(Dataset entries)
** Start **

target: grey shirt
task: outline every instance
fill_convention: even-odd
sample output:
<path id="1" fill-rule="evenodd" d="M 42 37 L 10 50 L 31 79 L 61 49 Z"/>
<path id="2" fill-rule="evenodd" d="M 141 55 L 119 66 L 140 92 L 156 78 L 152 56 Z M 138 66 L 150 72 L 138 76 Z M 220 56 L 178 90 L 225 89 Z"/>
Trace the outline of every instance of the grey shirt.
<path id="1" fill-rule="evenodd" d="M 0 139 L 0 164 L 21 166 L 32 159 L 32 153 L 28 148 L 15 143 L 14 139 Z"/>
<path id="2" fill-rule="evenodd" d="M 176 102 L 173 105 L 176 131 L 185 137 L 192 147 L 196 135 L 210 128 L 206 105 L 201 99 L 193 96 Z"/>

** End **

• Given request: Rescale the listing above by writing out every line again, requests included. Multiply each coordinate in the answer paths by 1.2 and round to the nearest whole number, with halves rounded up, and leave the coordinates under "sample output:" unchanged.

• Exercise solution:
target: grey shirt
task: outline every instance
fill_convention: even-odd
sample output:
<path id="1" fill-rule="evenodd" d="M 42 37 L 10 50 L 31 79 L 61 49 Z"/>
<path id="2" fill-rule="evenodd" d="M 141 55 L 119 66 L 140 92 L 156 78 L 152 56 Z M 138 66 L 150 72 L 138 76 Z M 220 56 L 178 90 L 225 89 Z"/>
Trace the outline of every instance of the grey shirt.
<path id="1" fill-rule="evenodd" d="M 0 167 L 0 197 L 25 199 L 38 191 L 38 184 L 34 178 L 18 172 L 17 167 Z"/>
<path id="2" fill-rule="evenodd" d="M 211 122 L 208 126 L 211 157 L 222 164 L 230 176 L 235 162 L 252 154 L 247 126 L 241 119 L 232 115 Z"/>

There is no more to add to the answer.